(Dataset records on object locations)
§
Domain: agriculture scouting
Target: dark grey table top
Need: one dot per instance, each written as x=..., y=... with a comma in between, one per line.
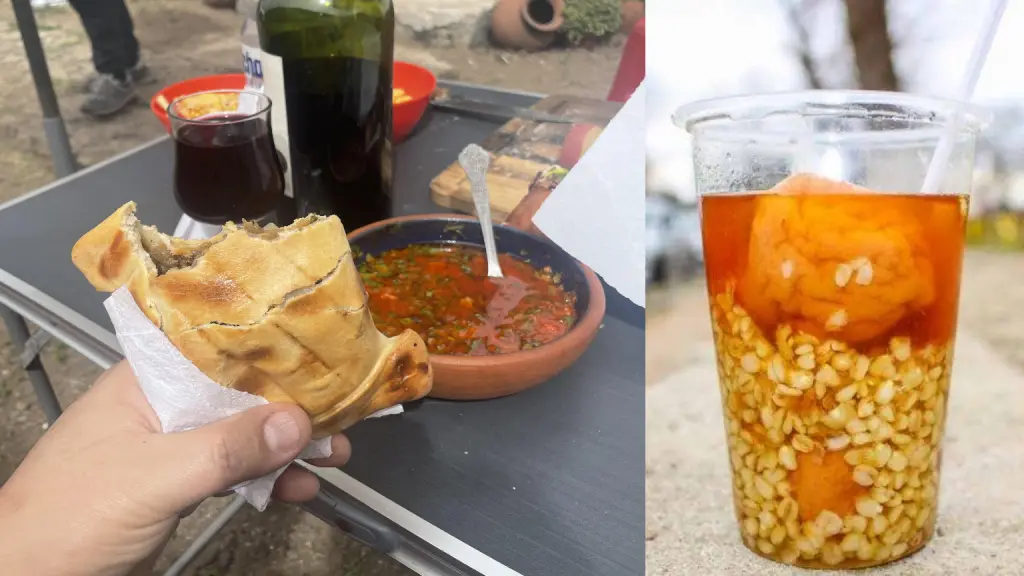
x=549, y=482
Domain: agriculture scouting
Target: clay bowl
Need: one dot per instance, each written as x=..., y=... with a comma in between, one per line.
x=480, y=377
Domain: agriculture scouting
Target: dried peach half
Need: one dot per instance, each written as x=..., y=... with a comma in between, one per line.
x=835, y=261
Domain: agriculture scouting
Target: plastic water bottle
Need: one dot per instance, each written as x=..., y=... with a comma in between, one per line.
x=252, y=64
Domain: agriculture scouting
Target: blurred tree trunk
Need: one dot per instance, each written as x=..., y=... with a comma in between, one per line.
x=871, y=46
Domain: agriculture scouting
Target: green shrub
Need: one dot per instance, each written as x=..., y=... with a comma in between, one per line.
x=591, y=19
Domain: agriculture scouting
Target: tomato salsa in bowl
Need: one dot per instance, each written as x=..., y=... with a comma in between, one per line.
x=486, y=337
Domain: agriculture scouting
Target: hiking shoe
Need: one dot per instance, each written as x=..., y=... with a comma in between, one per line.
x=136, y=74
x=109, y=96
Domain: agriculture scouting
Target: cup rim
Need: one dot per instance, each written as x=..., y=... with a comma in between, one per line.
x=702, y=117
x=236, y=118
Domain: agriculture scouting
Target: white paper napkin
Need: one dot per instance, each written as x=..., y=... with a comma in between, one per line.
x=597, y=212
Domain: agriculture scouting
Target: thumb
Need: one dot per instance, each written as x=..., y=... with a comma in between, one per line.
x=204, y=461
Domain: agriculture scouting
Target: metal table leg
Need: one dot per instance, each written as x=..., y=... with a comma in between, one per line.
x=28, y=346
x=29, y=351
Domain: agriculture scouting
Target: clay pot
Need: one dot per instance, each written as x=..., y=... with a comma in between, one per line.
x=632, y=13
x=525, y=25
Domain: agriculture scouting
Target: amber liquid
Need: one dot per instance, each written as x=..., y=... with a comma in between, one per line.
x=835, y=312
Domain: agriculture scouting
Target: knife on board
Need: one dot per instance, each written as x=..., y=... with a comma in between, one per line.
x=469, y=107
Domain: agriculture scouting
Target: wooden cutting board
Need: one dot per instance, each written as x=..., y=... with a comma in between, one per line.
x=519, y=151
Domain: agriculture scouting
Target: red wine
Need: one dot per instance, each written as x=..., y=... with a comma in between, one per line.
x=329, y=74
x=226, y=170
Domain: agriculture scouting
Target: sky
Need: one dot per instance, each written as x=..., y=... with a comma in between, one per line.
x=700, y=49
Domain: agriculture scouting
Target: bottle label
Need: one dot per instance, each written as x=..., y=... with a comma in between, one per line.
x=272, y=74
x=252, y=66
§
▶ _Task prompt_
List every line of the listing above that contains the word "table".

▶ _Response to the task_
Target: dark grey table top
Target: metal table leg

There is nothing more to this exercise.